#### GIVEN INFORMATION:
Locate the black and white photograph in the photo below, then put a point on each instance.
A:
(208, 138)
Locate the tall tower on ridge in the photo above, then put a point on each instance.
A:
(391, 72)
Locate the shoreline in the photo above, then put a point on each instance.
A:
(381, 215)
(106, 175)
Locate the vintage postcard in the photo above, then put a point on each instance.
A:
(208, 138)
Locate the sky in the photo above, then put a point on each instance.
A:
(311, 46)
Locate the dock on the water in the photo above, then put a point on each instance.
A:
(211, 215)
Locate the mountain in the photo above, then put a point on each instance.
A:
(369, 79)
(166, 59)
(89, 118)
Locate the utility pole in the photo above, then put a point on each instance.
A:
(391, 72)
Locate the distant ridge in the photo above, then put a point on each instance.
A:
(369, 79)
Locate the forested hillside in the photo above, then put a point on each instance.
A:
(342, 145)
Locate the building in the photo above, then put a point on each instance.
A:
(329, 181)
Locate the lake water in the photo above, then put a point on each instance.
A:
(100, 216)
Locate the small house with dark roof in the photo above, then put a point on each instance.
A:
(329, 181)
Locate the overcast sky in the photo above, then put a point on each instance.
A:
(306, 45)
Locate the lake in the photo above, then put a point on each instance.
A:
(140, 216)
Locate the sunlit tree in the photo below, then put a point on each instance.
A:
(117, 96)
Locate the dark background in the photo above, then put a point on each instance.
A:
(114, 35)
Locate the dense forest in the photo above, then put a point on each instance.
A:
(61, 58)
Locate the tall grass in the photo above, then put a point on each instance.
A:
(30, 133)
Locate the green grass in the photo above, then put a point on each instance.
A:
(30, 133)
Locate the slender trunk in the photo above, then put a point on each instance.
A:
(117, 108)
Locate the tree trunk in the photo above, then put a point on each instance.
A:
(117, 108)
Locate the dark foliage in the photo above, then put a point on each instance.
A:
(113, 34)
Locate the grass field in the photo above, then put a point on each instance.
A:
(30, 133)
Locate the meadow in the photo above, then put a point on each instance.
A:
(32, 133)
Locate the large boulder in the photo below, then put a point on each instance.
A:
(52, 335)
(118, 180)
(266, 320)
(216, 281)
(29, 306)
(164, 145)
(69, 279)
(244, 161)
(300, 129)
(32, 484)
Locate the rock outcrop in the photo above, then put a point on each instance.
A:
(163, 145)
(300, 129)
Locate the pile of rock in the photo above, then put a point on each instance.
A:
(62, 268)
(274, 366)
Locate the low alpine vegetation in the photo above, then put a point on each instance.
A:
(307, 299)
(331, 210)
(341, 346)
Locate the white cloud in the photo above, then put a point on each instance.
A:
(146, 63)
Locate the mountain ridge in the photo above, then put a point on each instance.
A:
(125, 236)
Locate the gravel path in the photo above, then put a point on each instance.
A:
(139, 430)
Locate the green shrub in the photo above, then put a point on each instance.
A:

#### EXERCISE BRIEF:
Without altering anything, print all of the data again.

#### RESULT OF THIS TASK:
Locate the black and white photograph in the photo below, then put a point on each instance.
A:
(208, 138)
Locate the tall tower on ridge in the photo above, then put a point on each instance.
A:
(391, 72)
Locate the shoreline in the photo above, then put a point on each instance.
A:
(381, 215)
(106, 175)
Locate the vintage postcard in the photo above, then put a point on each instance.
A:
(208, 138)
Locate the sky in the photo above, then put a point on each instance.
A:
(311, 46)
Locate the dock on the water in the photo above, then put a point on each instance.
A:
(211, 215)
Locate the mountain in the photo above, then put a point on each instance.
A:
(369, 79)
(166, 59)
(89, 118)
Locate the utility pole in the photo above, then put a point on each instance.
A:
(391, 72)
Locate the distant ridge in the photo above, then put a point on each instance.
A:
(369, 79)
Locate the forested hillside in the photo above, then put a point on each instance.
A:
(342, 145)
Locate the building in the photo above, then put a point on each instance.
A:
(329, 181)
Locate the lake water in the photo above, then put a point on each instance.
A:
(100, 216)
Locate the small house with dark roof in the photo above, then put a point on each instance.
A:
(329, 181)
Locate the overcast sky in the photo above, then put a point on each instance.
A:
(306, 45)
Locate the lake in the photo above, then put a point on each instance.
A:
(140, 216)
Locate the sunlit tree in the photo below, then put a point on each instance.
A:
(117, 96)
Locate the dark background in the photo above, then put a point on each instance.
A:
(114, 35)
Locate the dense forest in the photo above, then put a point on each instance.
A:
(61, 58)
Locate the tall grass in the photo above, then put a point on each instance.
A:
(30, 133)
Locate the green grass in the photo above, then put a point on each instance.
A:
(30, 133)
Locate the slender trunk in the photo above, then put a point on each instance.
A:
(117, 108)
Locate the tree trunk in the photo above, then put a point on each instance.
A:
(117, 108)
Locate the dark foliage in the photo above, then put a point on each instance.
A:
(113, 34)
Locate the grass field in the photo above, then put a point on each instance.
A:
(30, 133)
Locate the meadow in the photo above, then put a point on each instance.
A:
(32, 133)
Locate the large boulder in the photo below, then put a point on each instance.
A:
(52, 335)
(118, 180)
(266, 320)
(216, 281)
(29, 306)
(164, 145)
(69, 279)
(244, 161)
(300, 129)
(32, 484)
Locate the rock outcrop in the photo above, then put a point on each instance.
A:
(163, 145)
(300, 129)
Locate the pile of rock in the photo above, then put a point on each instance.
A:
(62, 268)
(274, 366)
Locate the low alpine vegetation in the photo above, then put a point on each instance.
A:
(307, 299)
(331, 210)
(341, 346)
Locate the white cloud in the photo above, then put a point on each instance.
A:
(146, 63)
Locate the mountain ridge in the photo above, then put a point on each instance.
A:
(125, 236)
Locate the gravel path in the photo above, then put a point on each instance.
A:
(139, 430)
Locate the green shrub in the photo above, then put a point on each instance.
A:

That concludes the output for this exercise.